======== TASK INPUT ========
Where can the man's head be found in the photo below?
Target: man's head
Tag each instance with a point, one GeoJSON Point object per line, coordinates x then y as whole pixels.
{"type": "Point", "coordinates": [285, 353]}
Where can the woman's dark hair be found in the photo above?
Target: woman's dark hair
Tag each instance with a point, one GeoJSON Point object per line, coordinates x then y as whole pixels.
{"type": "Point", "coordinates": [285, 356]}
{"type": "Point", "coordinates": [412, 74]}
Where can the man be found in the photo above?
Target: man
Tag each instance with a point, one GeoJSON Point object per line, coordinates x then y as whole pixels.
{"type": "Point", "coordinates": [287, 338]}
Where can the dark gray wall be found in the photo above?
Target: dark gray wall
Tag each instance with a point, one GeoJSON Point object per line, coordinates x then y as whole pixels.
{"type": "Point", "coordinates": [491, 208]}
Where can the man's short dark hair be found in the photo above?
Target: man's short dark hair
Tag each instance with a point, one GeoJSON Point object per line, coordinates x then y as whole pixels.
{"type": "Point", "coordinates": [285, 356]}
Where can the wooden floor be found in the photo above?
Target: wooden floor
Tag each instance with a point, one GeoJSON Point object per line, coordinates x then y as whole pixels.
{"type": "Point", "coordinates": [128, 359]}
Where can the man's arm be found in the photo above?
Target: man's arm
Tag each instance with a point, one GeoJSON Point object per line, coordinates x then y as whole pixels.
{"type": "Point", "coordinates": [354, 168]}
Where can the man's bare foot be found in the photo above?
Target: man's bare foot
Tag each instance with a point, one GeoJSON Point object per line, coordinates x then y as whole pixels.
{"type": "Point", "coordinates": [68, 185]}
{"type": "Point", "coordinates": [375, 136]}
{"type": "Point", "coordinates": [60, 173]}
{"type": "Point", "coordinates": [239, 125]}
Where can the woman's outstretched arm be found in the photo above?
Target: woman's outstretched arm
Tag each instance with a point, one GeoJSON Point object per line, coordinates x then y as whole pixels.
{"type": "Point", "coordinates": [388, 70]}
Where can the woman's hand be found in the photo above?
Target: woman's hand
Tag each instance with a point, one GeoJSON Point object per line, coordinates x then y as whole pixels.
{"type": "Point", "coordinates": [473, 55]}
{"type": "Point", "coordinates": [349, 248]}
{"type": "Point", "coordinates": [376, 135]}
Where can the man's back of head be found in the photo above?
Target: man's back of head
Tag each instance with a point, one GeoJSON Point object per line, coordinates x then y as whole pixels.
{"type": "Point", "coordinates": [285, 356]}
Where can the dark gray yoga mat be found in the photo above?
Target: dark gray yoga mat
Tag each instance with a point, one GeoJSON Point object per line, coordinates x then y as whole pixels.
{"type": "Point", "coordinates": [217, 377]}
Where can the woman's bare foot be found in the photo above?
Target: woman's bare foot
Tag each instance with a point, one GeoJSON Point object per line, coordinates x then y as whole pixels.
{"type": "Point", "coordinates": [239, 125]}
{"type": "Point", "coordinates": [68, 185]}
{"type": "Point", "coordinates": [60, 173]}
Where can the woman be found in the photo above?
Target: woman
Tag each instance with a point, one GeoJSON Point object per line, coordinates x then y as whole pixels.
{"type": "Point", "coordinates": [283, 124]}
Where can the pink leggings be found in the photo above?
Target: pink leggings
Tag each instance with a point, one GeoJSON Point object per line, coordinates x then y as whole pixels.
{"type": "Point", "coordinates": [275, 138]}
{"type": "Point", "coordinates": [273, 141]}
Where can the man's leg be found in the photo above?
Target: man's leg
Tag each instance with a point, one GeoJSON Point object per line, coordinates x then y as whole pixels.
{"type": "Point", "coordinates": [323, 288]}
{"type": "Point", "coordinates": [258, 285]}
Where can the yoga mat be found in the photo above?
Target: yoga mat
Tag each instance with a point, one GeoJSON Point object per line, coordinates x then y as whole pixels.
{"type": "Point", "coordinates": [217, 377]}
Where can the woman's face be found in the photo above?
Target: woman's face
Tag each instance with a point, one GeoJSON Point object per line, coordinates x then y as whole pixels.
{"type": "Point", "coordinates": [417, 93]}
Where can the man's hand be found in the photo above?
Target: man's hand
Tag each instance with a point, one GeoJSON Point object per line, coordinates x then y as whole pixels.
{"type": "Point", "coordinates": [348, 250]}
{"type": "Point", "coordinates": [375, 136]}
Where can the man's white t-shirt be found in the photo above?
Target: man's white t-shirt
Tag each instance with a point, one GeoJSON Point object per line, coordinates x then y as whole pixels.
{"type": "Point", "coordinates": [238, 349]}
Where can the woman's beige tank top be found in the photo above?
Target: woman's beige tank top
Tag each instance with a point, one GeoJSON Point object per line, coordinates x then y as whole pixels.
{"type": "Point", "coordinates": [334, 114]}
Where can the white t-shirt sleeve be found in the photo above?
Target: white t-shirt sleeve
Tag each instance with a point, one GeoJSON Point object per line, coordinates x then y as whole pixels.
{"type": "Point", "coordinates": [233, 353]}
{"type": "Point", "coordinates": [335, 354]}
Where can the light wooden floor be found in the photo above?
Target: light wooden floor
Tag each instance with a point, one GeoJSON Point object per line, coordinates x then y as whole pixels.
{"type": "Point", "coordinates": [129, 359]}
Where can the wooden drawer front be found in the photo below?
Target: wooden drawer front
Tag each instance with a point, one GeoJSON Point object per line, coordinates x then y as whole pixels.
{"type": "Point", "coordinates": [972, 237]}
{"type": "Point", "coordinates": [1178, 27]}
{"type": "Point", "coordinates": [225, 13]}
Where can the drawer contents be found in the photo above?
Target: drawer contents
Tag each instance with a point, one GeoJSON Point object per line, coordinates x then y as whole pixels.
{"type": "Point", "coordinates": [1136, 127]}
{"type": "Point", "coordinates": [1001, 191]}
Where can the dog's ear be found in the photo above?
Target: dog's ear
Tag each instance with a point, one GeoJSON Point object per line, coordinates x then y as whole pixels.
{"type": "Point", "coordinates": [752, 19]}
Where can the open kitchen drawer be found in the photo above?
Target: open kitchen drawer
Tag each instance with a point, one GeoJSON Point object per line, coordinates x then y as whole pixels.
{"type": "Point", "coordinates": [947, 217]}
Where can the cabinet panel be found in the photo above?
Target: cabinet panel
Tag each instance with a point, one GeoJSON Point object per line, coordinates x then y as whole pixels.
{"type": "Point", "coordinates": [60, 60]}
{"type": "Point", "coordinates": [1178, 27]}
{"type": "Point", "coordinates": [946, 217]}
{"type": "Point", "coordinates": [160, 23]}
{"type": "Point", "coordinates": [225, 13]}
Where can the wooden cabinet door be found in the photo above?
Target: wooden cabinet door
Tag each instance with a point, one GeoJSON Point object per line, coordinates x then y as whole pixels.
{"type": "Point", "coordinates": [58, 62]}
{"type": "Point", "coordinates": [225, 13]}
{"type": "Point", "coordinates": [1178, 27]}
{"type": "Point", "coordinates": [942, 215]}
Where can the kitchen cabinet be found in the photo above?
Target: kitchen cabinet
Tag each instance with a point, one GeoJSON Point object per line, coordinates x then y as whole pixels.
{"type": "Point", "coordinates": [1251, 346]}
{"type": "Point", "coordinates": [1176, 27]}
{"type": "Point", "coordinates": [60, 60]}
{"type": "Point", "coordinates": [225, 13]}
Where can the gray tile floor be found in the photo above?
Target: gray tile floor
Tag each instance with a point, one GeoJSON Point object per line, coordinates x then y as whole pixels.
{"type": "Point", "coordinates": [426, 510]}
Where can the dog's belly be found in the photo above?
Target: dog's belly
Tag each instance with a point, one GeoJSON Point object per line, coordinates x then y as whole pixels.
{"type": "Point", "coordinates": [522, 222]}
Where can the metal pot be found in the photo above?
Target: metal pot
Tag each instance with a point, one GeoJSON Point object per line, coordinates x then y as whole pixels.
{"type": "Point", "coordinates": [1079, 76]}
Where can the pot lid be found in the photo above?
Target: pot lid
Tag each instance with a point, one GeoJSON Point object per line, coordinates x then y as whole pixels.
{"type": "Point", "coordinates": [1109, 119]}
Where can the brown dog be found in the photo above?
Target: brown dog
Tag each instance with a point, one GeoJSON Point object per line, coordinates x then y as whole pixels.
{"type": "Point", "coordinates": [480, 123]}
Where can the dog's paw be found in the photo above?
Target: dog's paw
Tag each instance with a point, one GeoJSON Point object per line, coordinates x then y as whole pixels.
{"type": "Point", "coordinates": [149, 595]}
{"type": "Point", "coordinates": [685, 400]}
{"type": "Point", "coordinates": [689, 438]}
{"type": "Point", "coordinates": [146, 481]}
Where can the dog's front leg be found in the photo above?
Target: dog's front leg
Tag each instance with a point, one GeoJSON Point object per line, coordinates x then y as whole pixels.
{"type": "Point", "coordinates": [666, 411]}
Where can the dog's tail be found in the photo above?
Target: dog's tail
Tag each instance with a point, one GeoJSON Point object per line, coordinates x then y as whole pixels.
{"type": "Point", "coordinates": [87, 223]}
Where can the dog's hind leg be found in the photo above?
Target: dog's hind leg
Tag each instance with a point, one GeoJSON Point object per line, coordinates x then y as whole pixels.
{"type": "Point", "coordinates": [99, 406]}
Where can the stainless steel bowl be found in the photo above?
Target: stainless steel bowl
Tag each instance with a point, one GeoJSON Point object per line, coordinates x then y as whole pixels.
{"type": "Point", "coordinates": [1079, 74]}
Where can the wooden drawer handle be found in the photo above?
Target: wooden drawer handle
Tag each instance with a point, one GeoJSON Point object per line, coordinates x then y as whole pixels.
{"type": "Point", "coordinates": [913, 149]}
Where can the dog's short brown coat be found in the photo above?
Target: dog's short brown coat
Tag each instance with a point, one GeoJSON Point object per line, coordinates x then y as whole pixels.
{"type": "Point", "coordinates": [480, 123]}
========
======== TASK INPUT ========
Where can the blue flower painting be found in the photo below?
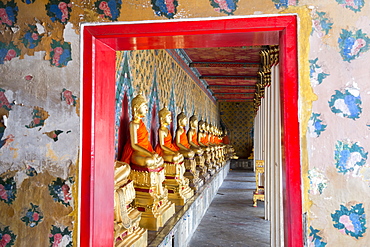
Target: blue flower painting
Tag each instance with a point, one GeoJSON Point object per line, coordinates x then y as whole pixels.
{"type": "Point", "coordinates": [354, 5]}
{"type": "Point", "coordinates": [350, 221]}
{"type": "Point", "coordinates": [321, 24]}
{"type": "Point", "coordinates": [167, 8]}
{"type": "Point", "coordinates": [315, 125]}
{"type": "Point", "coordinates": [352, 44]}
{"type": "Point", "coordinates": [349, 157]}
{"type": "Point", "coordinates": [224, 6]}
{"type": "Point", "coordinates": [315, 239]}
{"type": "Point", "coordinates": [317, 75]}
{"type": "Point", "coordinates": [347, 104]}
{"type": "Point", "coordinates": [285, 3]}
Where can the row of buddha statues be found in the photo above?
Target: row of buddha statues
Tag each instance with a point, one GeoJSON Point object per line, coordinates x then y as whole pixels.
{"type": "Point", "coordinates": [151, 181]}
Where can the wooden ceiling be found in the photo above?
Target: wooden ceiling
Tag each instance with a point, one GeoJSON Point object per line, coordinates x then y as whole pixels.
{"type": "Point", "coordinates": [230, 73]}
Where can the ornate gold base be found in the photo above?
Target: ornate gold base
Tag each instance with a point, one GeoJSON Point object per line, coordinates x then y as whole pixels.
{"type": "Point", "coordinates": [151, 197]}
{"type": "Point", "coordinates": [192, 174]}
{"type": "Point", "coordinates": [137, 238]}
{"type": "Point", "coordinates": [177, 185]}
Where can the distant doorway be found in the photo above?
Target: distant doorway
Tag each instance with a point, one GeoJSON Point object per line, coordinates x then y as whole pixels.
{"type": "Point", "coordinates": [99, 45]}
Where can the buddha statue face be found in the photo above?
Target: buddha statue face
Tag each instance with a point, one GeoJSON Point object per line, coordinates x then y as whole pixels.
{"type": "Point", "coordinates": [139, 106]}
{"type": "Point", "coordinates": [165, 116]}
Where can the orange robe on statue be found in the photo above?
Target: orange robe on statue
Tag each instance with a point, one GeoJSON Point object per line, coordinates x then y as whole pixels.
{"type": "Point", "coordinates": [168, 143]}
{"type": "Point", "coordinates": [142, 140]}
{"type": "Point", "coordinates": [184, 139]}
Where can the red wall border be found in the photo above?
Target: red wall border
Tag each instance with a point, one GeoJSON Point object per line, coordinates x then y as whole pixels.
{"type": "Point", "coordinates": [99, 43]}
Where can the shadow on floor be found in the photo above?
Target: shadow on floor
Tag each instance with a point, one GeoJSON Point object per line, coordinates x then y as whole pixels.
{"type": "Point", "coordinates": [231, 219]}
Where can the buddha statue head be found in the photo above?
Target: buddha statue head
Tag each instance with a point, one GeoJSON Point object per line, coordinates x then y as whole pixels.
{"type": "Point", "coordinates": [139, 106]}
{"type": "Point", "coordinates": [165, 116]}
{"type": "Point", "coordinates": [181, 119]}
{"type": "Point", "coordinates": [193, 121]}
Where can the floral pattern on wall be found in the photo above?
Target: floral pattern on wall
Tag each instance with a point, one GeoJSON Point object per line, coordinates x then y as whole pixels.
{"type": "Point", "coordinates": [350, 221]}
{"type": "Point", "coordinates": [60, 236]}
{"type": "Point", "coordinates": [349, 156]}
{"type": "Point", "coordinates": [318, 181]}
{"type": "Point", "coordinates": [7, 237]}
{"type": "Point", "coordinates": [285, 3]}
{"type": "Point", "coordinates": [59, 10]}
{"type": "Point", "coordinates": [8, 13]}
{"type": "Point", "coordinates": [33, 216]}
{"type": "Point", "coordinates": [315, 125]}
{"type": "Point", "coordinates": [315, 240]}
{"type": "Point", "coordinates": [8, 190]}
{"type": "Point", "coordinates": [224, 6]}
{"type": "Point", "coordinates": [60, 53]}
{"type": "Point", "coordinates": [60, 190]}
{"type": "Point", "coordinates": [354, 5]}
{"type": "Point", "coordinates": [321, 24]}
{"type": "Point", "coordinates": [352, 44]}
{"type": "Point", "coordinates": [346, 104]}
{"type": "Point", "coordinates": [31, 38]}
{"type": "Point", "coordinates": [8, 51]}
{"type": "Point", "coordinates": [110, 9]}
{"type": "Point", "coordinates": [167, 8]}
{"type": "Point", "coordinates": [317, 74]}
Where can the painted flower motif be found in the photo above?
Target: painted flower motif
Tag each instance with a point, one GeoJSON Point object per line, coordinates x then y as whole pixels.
========
======== TASK INPUT ========
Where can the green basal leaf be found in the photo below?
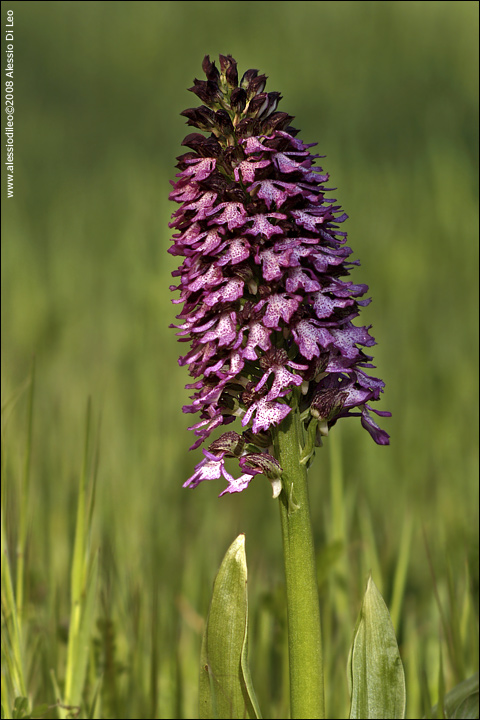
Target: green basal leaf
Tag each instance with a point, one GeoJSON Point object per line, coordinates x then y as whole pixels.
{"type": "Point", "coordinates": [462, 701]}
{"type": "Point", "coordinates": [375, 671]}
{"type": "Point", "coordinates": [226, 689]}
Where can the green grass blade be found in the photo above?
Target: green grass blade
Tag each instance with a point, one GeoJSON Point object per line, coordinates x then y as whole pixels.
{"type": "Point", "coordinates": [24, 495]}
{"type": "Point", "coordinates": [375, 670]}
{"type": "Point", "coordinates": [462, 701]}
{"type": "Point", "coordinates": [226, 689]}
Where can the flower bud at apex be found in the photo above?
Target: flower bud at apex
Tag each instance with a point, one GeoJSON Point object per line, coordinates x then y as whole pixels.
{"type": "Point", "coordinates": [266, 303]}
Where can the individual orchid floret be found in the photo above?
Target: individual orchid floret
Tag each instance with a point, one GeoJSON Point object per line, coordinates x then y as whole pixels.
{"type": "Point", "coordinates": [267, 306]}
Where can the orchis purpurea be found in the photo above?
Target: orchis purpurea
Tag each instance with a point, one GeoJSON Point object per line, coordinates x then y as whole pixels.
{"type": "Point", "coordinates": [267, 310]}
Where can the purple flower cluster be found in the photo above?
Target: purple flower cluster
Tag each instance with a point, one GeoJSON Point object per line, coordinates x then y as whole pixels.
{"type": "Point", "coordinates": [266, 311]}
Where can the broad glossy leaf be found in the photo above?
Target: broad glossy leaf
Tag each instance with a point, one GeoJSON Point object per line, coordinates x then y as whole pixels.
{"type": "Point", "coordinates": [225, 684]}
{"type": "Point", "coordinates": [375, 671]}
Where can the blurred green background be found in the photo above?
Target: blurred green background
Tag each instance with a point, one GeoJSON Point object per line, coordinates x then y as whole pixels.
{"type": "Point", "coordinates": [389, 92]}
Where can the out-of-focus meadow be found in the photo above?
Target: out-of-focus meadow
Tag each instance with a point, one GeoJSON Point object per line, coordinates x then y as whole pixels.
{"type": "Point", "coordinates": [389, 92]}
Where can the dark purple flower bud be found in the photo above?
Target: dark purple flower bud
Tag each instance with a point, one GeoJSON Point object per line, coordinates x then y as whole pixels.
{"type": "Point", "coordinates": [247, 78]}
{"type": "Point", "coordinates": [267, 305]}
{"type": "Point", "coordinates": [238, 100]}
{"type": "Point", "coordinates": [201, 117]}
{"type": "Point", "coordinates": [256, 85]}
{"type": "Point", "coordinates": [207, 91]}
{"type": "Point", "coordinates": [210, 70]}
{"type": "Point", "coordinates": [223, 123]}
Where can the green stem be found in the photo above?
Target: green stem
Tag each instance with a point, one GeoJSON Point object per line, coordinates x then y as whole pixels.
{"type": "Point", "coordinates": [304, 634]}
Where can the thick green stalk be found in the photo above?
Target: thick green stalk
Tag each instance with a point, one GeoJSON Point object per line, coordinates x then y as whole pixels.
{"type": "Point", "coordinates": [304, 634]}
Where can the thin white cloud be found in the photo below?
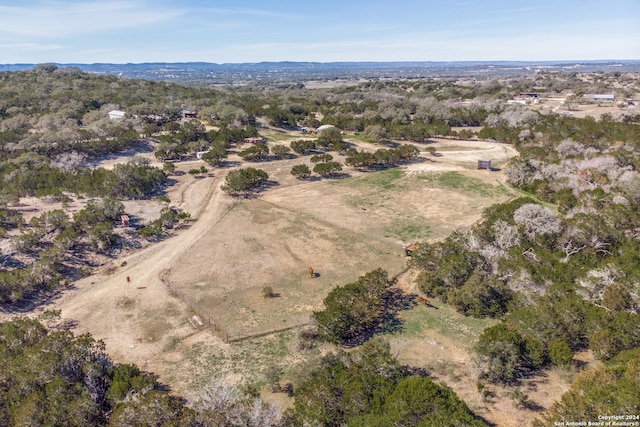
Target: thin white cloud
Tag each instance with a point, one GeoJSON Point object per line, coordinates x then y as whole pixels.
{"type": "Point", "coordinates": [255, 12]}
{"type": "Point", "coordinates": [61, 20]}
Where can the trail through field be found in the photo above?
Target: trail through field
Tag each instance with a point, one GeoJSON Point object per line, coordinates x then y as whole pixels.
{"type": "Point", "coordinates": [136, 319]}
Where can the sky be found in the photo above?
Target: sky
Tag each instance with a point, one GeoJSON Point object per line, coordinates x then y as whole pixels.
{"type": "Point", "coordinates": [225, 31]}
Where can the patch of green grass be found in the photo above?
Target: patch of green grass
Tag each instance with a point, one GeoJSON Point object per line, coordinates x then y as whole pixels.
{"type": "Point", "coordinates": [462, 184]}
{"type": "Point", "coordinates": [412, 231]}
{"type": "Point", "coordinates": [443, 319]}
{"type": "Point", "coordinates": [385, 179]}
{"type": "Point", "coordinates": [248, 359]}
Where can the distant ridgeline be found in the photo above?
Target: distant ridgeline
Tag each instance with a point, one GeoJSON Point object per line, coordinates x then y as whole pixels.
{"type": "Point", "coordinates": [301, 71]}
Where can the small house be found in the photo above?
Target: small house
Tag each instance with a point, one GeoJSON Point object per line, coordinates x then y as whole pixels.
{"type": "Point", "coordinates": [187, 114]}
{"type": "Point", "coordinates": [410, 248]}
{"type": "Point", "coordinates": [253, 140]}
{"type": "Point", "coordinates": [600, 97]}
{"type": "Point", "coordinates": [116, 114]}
========
(SET PROBLEM) Pick out each line of the records that contains the word "grass" and copy it. Case counts, so a line qualifies only if the capitalization matches.

(FULL RESPONSE)
Where can the green grass blade be found in the photo above?
Target: green grass blade
Where can the patch of green grass be found in the photo above?
Target: patch of green grass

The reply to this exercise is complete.